# Artikel:
Hommage
Ein Fotograf als Mahner und Zeitzeuge

Eine Ausstellung in der Kirchheimer Stadtbücherei würdigt das Schaffen von Kai Wiedenhöfer. Der in Kirchheim aufgewachsene Fotograf ist Anfang des Jahres unerwartet verstorben.

Ulf Wiedenhöfer und Kunstbeirätin Monika Schaber vor einem Panoramafoto Kai Wiedenhöfers aus der Serie Confrontiers. Es zeigt eine Grenzbarriere im nordirischen Belfast. Foto: Florian Stegmaier

Er gehört zu den Großen seiner Zunft. Mit der Kamera hielt er fest, wie politische Konflikte sichtbar werden: in offener Gewalt, durch Zerstörung von Kulturgütern oder in der Errichtung martialischer Grenzbauten. Überraschend ist Kai Wiedenhöfer Anfang dieses Jahres im Alter von 57 Jahren verstorben.

Dem international bekannten und vielfach ausgezeichneten Fotografen widmet seine Heimatstadt Kirchheim eine Ausstellung in der Stadtbücherei. Im Gespräch mit Monika Schaber vom Kirchheimer Kunstbeirat brachte Ulf Wiedenhöfer den Eröffnungsgäs­ten Werk und Person seines Bruders nahe. Der Fall der innerdeutschen Grenze war für Wiedenhöfer ein Erweckungserlebnis – künstlerisch wie politisch. Eigentlich hätte er im Herbst 1989 seine erste Vorlesungswoche an der Folkwang-Schule in Essen antreten sollen. Kurzentschlossen fährt er stattdessen nach Berlin, um Zeuge des historischen Moments zu werden: „Damals dachten wir, wir haben jetzt eine freie Welt, grenzenlos. Mauern und Zäune wird es nicht mehr geben“, blickte Wiedenhöfer später auf die Euphorie der Wiedervereinigung zurück. Dass es anders kam, dokumentiert sein Schaffen in ebenso eindringlicher wie vielfältiger Weise: „Kai Wiedenhöfers Bilder machen spürbar, wie brutal Zäune, Mauern und Sperranlagen überall auf der Welt in die Freiheit der Menschen eingreifen“, würdigte der Nachruf im „Stern“ das Vermächtnis des Fotografen. Bei aller dokumentarischen Nüchternheit schlagen Wiedenhöfers Bilder emotionale Brücken, rücken die Menschen ins Bild, die unter den Konflikten leiden. Neben dem Mauerfall war die wachsende Ausgrenzung der Palästinenser im Westjordanland ein zweiter wichtiger Bezugspunkt für Wiedenhöfer.

# Datensätze:
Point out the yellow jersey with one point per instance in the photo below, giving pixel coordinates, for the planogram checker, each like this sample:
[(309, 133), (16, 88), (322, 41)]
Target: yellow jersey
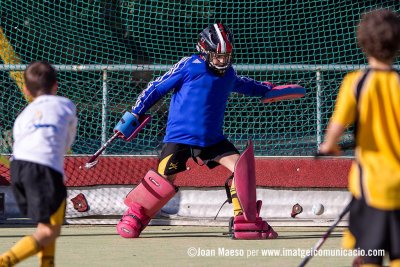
[(370, 99)]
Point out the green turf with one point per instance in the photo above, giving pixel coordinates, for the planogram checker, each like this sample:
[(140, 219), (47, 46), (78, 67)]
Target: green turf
[(168, 246)]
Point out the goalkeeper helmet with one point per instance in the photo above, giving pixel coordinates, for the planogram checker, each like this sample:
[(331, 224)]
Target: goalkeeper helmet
[(215, 45)]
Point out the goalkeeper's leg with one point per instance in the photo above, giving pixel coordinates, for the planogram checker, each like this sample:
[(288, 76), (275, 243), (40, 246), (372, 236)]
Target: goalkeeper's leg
[(247, 223), (155, 190)]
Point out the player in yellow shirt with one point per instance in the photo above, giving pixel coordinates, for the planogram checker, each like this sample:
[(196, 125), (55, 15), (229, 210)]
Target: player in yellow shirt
[(370, 100)]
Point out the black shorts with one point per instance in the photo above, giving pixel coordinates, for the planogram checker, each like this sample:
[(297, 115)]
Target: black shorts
[(174, 156), (39, 191), (375, 229)]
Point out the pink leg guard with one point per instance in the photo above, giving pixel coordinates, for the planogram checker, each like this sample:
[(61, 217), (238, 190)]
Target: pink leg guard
[(249, 224), (144, 202), (133, 222), (241, 228)]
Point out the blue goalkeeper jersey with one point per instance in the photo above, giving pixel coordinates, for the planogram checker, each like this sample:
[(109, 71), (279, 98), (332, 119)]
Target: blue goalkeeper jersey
[(196, 112)]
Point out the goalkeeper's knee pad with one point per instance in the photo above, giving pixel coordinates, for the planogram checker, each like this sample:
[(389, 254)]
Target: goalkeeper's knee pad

# Deine Aufgaben:
- a) Wie lautet der Artikel zwischen „Ulf Wiedenhöfer und“ und „57 Jahren verstorben.“, beide Stellen eingeschlossen? Gib den Abschnitt wortgetreu zurück.
- b) Warum fuhr Kai Wiedenhöfer laut dem Artikel im Herbst 1989 nach Berlin, statt seine erste Vorlesungswoche an der Folkwang-Schule in Essen anzutreten? Antworte in ein bis drei Sätzen.
Die Datensätze haben mit dem Artikel nichts zu tun.

# Lösungen:
- a)
Ulf Wiedenhöfer und Kunstbeirätin Monika Schaber vor einem Panoramafoto Kai Wiedenhöfers aus der Serie Confrontiers. Es zeigt eine Grenzbarriere im nordirischen Belfast. Foto: Florian Stegmaier

Er gehört zu den Großen seiner Zunft. Mit der Kamera hielt er fest, wie politische Konflikte sichtbar werden: in offener Gewalt, durch Zerstörung von Kulturgütern oder in der Errichtung martialischer Grenzbauten. Überraschend ist Kai Wiedenhöfer Anfang dieses Jahres im Alter von 57 Jahren verstorben.

- b) Er wollte Zeuge des historischen Moments werden, des Falls der innerdeutschen Grenze. Dieses Ereignis war für ihn ein Erweckungserlebnis, künstlerisch wie politisch.